═══ Supplied material
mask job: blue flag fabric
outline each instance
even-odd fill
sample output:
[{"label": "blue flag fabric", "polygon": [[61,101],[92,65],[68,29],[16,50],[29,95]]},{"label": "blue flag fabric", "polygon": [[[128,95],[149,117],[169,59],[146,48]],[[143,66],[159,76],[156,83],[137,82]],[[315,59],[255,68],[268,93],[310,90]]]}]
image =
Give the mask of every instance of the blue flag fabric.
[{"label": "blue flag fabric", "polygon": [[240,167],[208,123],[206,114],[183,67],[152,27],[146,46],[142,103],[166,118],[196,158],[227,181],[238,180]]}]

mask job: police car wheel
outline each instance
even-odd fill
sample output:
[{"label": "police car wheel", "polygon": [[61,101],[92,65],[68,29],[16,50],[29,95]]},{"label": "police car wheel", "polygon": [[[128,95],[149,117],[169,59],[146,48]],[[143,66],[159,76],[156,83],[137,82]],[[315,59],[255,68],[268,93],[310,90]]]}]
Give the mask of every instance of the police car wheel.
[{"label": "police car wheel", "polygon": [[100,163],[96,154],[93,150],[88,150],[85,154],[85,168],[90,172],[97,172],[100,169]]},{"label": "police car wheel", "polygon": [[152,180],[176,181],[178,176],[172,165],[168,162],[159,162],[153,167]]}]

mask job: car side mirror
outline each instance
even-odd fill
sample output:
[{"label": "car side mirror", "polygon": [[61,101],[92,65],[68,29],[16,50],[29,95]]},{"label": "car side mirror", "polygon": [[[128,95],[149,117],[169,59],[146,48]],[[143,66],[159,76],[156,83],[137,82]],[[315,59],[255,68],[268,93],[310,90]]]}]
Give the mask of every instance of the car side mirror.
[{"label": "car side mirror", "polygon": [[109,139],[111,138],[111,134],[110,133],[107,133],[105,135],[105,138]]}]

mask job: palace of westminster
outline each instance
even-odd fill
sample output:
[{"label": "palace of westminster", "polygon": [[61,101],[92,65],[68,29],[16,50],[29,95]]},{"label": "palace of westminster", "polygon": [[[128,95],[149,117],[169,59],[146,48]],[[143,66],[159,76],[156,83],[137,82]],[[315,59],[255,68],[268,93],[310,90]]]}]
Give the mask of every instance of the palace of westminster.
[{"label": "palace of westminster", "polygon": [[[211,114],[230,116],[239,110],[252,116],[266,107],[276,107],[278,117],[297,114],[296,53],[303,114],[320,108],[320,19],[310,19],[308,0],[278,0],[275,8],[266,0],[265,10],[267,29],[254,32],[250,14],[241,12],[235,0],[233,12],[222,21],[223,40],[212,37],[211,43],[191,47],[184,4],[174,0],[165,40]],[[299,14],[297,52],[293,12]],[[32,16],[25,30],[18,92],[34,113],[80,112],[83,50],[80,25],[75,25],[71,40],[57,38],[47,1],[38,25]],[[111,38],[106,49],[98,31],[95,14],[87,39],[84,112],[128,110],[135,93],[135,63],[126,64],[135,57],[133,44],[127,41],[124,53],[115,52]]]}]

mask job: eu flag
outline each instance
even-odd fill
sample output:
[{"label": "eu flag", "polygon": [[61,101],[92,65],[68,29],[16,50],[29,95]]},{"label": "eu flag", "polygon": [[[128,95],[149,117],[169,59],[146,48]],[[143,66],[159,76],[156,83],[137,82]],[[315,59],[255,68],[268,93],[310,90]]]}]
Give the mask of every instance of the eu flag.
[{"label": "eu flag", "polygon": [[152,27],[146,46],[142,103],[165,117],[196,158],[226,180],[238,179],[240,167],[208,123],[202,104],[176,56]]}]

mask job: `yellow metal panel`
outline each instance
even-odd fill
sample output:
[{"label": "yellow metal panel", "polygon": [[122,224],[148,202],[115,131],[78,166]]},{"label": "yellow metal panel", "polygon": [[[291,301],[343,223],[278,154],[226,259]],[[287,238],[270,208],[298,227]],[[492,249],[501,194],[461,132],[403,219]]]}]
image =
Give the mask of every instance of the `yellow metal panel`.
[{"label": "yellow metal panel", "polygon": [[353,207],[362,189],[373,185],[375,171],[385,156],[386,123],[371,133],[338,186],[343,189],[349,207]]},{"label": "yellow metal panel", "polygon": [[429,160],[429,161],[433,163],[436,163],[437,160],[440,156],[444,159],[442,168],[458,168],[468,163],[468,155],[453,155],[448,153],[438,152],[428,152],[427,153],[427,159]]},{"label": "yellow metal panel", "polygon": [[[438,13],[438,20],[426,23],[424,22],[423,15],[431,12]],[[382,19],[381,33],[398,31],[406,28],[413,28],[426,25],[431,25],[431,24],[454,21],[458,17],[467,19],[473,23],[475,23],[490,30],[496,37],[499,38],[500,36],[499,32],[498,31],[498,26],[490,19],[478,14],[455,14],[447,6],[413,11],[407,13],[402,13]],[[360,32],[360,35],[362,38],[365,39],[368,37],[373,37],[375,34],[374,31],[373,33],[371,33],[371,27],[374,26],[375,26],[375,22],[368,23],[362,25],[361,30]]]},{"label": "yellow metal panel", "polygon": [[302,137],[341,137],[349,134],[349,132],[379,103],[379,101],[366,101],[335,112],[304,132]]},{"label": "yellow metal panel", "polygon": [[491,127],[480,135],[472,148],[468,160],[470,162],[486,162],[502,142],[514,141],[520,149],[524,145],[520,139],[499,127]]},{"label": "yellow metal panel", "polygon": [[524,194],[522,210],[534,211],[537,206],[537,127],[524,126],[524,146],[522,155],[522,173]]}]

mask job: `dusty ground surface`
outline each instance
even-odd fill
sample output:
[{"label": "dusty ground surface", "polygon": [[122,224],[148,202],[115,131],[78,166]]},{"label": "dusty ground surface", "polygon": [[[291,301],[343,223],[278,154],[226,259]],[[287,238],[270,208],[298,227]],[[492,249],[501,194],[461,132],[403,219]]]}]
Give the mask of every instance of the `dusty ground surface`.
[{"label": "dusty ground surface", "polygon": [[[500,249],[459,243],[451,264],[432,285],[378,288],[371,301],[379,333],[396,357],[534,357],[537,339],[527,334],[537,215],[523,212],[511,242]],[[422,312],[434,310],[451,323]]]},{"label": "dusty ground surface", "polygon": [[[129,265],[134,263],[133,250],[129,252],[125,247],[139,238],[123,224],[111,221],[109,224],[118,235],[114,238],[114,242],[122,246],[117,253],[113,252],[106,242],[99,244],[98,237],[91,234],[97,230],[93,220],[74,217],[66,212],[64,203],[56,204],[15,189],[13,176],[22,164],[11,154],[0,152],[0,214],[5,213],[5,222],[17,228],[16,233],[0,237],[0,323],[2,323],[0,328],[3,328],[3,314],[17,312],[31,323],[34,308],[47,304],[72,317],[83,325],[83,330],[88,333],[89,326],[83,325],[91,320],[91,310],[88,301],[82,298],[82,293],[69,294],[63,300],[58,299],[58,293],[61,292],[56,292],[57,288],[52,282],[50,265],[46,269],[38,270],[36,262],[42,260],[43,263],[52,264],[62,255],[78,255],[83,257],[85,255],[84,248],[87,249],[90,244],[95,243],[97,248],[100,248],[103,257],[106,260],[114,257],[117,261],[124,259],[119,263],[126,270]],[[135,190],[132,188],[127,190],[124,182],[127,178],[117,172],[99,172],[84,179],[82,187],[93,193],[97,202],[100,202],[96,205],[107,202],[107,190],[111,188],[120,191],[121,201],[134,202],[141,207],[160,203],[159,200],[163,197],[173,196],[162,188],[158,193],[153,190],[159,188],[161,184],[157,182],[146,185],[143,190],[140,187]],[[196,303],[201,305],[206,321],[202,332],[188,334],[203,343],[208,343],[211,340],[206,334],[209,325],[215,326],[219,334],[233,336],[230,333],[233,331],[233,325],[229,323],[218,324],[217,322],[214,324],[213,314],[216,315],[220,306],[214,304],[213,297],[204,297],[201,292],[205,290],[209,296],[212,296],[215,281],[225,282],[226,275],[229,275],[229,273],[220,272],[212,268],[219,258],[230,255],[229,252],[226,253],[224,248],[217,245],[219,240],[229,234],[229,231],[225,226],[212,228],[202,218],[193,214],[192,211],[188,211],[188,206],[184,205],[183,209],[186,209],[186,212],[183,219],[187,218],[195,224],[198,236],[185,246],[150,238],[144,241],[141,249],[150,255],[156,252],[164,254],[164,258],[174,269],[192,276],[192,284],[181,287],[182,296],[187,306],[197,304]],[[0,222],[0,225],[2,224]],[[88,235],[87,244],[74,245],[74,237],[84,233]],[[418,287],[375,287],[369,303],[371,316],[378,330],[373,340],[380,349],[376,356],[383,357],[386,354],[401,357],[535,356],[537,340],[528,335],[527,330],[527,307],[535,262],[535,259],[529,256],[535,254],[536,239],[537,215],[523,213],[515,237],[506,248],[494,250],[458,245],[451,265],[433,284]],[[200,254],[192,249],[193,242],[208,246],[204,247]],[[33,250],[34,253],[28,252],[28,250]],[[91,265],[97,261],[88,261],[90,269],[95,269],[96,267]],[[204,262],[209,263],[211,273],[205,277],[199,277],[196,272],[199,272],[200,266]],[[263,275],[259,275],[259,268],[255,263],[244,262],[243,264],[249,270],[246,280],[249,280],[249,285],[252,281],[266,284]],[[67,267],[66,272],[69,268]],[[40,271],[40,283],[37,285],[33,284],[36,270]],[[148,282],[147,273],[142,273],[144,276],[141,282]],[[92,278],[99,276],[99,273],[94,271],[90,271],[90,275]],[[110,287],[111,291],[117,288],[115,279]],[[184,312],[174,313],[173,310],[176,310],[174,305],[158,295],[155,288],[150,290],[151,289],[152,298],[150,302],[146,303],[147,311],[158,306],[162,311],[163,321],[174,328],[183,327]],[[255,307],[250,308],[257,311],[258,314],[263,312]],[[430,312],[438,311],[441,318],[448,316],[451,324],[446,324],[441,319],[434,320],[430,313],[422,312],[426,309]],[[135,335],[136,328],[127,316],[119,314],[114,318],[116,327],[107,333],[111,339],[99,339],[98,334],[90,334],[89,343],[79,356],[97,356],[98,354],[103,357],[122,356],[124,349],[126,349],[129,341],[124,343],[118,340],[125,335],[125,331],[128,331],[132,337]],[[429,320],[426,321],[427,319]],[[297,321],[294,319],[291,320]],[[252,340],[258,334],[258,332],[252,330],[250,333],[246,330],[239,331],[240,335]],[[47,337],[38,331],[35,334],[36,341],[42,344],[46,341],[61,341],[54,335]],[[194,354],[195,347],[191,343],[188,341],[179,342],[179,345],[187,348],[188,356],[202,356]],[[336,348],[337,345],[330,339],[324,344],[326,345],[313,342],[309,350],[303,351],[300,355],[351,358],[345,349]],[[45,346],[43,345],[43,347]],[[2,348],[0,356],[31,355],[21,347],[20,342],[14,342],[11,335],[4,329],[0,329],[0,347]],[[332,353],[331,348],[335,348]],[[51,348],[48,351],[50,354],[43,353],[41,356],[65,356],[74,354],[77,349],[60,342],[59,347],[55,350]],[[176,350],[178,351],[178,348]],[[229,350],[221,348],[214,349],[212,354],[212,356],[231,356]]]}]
══════
▸ **Task to complete**
How many lines in the data contain the string "mirror"? Reply with the number alone.

▸ **Full output**
4